== EXTRAIT FOURNI
Malgré l'essai considéré comme réussi d'un tir de missile en décembre, la Corée du Nord n'est pas considérée à ce stade capable de frapper directement le territoire américain. Mais Pyongyang a menacé de s'en prendre à Guam et Hawaii et est en mesure de frapper en Corée du Sud et au Japon où sont respectivement stationnés 28 500 et 50 000 militaires américains.

Pyongyang déploie un missile de moyenne portée



La Corée du Nord a installé un missile de moyenne portée sur sa côte est, a annoncé jeudi le ministre sud-coréen de la Défense, Kim Kwan-jin, qui a toutefois admis ne pas savoir si cet engin était ou non armé.

S'exprimant devant la commission de la Défense du Parlement à Séoul, Kim Kwan-jin a ajouté que le missile était susceptible de parcourir «une distance considérable», mais pas au point d'atteindre la partie continentale du territoire des États-Unis.

«Il pourrait être destiné à un tir d'essai ou à des manoeuvres militaires», a poursuivi le ministre.

Il s'agit d'un missile Musudan, pour la première fois apparu publiquement à l'occasion d'un défilé militaire en octobre 2010 et qui aurait une portée théorique de 3000 kilomètres, soit la capacité d'atteindre la Corée du Sud ou le Japon.
====
== DONNÉES RECUEILLIES
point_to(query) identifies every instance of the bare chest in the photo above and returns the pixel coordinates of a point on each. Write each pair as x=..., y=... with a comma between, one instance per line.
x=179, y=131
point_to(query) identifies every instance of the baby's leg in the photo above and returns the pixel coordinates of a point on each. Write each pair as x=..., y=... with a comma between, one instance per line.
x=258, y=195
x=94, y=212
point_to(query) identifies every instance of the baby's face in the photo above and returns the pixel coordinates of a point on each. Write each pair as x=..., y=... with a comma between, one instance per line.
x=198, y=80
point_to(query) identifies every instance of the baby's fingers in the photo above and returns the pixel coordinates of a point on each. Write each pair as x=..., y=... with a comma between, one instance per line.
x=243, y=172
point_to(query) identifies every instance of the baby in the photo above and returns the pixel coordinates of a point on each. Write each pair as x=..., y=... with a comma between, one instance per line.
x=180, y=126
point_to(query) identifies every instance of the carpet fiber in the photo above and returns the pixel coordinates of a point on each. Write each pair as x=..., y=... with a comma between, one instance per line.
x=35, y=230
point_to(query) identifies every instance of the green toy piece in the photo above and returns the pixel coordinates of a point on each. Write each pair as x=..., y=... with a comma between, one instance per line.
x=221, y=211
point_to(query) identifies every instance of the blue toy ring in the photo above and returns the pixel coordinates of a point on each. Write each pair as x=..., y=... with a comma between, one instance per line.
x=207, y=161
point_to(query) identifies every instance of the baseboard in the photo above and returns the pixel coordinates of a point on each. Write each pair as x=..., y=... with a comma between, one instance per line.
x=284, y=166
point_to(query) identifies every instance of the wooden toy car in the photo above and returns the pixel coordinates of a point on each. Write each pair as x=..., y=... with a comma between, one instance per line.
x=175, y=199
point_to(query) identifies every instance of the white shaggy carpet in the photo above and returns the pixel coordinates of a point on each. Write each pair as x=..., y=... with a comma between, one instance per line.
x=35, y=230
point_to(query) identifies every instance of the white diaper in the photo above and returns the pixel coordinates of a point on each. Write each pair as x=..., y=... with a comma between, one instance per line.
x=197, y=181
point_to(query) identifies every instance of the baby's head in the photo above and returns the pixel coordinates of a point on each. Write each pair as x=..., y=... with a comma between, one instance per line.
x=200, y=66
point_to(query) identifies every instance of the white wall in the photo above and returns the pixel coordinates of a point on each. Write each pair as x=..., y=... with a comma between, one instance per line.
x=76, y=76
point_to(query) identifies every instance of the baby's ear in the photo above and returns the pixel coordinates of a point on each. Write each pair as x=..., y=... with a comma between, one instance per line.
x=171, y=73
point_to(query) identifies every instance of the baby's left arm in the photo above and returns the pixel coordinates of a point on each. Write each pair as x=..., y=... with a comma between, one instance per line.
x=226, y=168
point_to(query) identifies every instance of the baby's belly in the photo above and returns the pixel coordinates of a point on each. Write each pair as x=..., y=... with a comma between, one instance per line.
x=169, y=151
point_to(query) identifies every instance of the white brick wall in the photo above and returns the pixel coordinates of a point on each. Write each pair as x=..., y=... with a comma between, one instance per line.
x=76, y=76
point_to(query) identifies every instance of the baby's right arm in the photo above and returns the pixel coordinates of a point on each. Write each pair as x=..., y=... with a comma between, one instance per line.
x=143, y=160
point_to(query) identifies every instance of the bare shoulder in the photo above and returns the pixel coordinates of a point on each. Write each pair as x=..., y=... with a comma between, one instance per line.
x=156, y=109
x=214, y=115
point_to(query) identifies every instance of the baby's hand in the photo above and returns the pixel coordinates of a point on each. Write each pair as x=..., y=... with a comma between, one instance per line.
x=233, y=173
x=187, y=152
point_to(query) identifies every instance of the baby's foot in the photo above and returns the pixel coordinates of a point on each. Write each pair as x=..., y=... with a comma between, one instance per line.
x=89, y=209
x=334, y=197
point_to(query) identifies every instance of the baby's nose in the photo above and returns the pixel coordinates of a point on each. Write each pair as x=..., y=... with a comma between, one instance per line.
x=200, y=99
====
== DONNÉES RECUEILLIES
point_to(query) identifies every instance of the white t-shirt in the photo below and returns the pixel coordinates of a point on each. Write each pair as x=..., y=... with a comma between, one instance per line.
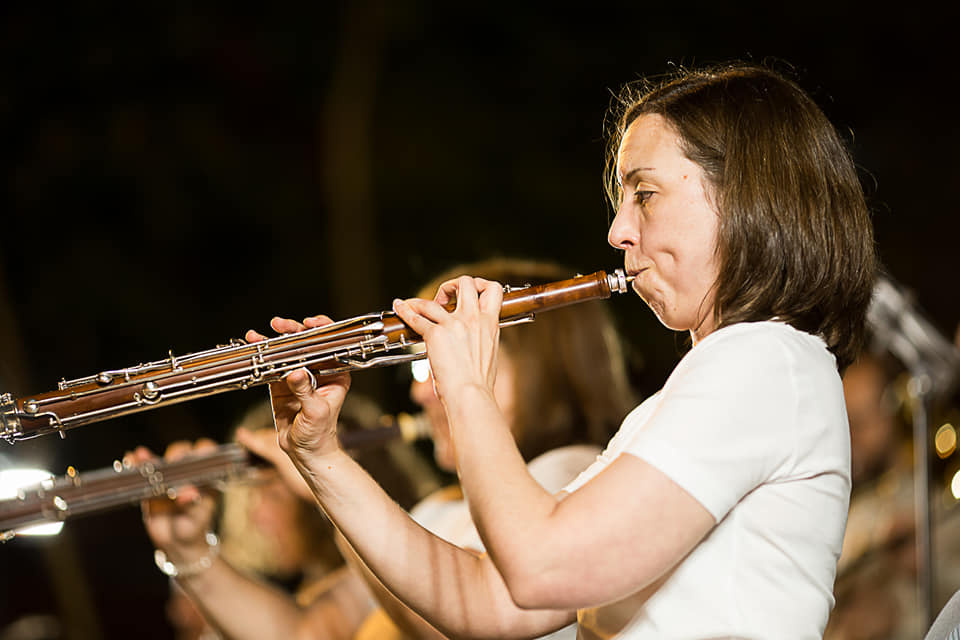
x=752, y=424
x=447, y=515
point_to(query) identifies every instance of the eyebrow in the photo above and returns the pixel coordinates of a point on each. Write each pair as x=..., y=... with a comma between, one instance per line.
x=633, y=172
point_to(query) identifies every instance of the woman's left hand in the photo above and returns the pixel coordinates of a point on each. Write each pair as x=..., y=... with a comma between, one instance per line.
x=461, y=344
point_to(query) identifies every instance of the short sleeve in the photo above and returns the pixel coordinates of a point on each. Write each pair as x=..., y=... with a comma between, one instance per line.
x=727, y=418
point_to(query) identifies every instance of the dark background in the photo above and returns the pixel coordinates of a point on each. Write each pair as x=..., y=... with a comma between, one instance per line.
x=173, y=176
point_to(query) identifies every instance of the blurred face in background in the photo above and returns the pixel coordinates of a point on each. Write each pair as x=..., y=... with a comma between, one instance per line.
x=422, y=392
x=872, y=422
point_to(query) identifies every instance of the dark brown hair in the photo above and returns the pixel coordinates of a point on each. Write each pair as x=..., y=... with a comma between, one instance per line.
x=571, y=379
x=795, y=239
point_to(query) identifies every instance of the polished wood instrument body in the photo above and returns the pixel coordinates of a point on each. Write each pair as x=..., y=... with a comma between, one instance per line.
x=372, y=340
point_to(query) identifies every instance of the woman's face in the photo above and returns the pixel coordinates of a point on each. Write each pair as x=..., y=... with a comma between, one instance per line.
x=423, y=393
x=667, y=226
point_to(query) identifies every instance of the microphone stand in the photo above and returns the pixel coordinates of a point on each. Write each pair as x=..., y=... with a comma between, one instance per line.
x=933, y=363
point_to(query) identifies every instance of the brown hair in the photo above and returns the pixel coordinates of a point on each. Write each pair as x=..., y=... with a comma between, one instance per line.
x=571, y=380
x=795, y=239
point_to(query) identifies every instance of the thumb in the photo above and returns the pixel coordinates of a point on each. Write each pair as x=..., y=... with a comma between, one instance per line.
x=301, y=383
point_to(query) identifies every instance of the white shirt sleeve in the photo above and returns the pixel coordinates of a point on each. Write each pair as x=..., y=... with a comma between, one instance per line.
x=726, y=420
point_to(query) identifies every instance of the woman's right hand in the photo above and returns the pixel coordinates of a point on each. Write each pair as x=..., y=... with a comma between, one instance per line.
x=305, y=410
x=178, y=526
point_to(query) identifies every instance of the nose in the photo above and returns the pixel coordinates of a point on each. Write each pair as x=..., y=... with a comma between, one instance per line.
====
TRAVAIL À FAIRE.
1) Reformulez plus brièvement le paragraphe de l'extrait fourni qui commence par « Malgré l'essai considéré », sans en perdre les faits essentiels.
2) D'après l'extrait fourni, quelle portée théorique attribue-t-on au missile Musudan ?
3) Recopiez fidèlement le passage de l'extrait fourni qui va de « S'exprimant devant la » jusqu'à « ou le Japon. » inclus.

RÉPONSES ATTENDUES.
1) Bien qu'un tir de missile effectué en décembre ait été jugé réussi, la Corée du Nord n'est pas encore considérée comme capable de frapper directement le territoire américain. Pyongyang a cependant menacé Guam et Hawaii, et peut atteindre la Corée du Sud et le Japon, où stationnent respectivement 28 500 et 50 000 militaires américains.

2) Une portée théorique de 3000 kilomètres.

3)
S'exprimant devant la commission de la Défense du Parlement à Séoul, Kim Kwan-jin a ajouté que le missile était susceptible de parcourir «une distance considérable», mais pas au point d'atteindre la partie continentale du territoire des États-Unis.

«Il pourrait être destiné à un tir d'essai ou à des manoeuvres militaires», a poursuivi le ministre.

Il s'agit d'un missile Musudan, pour la première fois apparu publiquement à l'occasion d'un défilé militaire en octobre 2010 et qui aurait une portée théorique de 3000 kilomètres, soit la capacité d'atteindre la Corée du Sud ou le Japon.